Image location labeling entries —
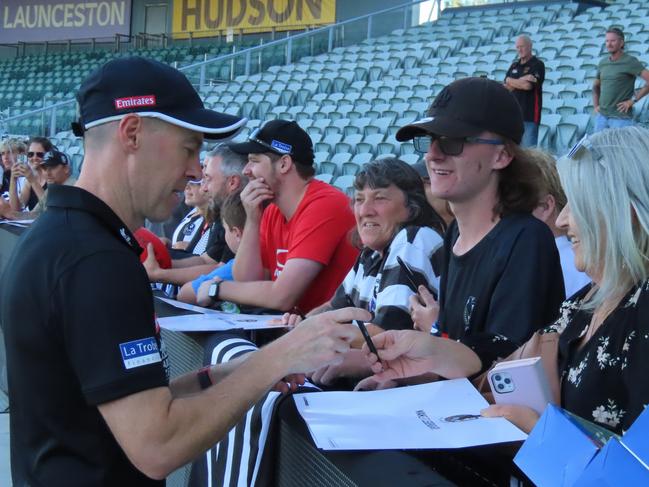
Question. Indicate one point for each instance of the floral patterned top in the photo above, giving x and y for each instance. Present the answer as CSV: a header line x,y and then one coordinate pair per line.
x,y
605,381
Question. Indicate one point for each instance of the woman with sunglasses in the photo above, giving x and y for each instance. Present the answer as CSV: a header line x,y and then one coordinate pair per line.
x,y
26,195
603,342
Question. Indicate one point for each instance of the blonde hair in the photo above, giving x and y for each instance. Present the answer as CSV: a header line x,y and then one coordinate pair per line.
x,y
550,181
13,145
606,183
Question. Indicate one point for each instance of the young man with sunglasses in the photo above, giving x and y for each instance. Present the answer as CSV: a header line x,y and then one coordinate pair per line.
x,y
501,277
296,252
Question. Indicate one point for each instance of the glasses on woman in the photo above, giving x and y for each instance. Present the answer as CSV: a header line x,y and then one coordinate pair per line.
x,y
584,145
450,146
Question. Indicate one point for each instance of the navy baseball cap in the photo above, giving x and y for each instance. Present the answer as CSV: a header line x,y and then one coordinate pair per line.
x,y
280,137
54,158
467,107
150,89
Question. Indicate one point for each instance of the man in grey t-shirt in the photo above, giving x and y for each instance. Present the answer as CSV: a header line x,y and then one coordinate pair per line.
x,y
613,88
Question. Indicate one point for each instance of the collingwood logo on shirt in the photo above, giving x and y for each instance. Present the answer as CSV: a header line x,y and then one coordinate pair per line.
x,y
468,310
124,234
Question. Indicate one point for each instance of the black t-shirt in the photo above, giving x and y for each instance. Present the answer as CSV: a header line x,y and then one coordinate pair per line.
x,y
495,296
531,101
80,331
32,202
217,248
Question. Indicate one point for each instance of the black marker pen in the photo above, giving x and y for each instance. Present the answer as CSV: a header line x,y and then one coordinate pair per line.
x,y
366,335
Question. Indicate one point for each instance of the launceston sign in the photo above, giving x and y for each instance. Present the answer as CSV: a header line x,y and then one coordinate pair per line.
x,y
49,20
205,17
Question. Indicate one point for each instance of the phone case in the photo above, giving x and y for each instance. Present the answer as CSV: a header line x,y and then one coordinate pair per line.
x,y
521,382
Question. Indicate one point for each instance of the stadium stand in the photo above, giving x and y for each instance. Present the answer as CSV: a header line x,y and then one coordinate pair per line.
x,y
352,99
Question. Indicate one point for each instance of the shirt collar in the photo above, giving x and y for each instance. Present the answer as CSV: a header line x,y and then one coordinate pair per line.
x,y
72,197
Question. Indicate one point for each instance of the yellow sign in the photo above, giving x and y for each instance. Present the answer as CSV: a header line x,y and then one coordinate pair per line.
x,y
204,18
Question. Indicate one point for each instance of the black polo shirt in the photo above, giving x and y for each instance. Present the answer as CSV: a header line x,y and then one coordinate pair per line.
x,y
531,101
78,317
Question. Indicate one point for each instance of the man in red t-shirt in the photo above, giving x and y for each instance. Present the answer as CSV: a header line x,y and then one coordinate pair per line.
x,y
296,252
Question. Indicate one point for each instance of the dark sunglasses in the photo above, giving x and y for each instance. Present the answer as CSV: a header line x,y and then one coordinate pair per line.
x,y
275,145
584,145
450,146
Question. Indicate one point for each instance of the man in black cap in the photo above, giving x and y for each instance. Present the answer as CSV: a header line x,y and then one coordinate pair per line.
x,y
89,390
302,235
501,277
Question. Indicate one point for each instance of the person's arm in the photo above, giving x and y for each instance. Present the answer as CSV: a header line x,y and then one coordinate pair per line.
x,y
192,261
626,105
410,353
519,84
596,93
14,199
160,432
281,294
249,265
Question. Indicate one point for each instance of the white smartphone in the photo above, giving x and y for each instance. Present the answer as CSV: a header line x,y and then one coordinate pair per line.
x,y
521,382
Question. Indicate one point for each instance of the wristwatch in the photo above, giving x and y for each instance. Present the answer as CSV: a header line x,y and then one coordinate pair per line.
x,y
213,291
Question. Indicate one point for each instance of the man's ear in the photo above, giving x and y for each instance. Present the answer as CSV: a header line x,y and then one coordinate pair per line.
x,y
233,182
503,159
129,132
546,209
285,164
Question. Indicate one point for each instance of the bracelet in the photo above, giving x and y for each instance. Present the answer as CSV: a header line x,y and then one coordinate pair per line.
x,y
204,378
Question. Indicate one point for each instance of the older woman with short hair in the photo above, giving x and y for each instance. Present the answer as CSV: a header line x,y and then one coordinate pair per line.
x,y
393,221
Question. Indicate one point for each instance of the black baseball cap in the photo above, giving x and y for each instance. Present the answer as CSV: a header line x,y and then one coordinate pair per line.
x,y
281,137
151,89
467,107
55,158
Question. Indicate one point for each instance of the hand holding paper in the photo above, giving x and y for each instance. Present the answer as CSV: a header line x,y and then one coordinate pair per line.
x,y
523,417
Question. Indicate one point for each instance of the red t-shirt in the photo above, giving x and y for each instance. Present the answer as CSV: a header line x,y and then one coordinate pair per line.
x,y
317,231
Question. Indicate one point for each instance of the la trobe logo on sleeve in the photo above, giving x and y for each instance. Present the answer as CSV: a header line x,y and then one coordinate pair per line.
x,y
140,352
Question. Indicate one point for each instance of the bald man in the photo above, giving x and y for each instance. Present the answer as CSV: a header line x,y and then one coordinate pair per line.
x,y
524,79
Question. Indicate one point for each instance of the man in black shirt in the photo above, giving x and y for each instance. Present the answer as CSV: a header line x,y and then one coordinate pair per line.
x,y
524,79
501,278
90,397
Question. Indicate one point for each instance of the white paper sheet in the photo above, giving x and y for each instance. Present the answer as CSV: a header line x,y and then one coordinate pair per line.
x,y
414,417
219,321
18,223
188,307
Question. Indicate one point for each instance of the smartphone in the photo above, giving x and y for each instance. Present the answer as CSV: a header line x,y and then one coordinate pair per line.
x,y
521,382
413,278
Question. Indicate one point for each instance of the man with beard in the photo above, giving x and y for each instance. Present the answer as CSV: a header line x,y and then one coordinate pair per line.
x,y
222,176
296,252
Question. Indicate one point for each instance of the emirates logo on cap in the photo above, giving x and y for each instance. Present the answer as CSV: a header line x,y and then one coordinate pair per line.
x,y
135,102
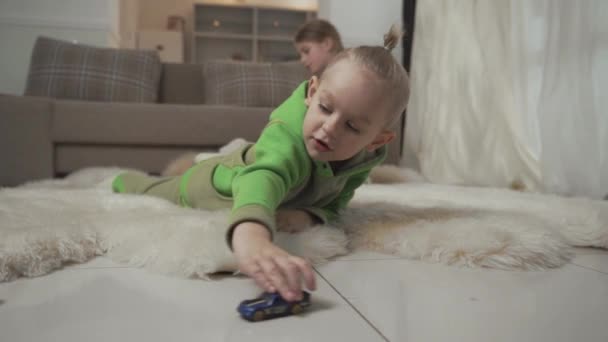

AIM OF THE EXERCISE — Reproduce every line of the listing above, starting with the line that contains "Question. Indicate one point for each instance of the man with" and continuing through the end of the listing. Leave out the pictures.

SOLUTION —
Question. Indicate one point for each instance of the man with beard in the photo above, giving x and y for each instance. Present the answer as CSV: a header line x,y and then one coordinate pair per line.
x,y
222,176
296,252
Question. Indicate one point for each instance of the emirates logo on cap in the photo above, giving x and y for each instance. Present the answer as CSV: a header line x,y and then one coordinate pair per line.
x,y
135,102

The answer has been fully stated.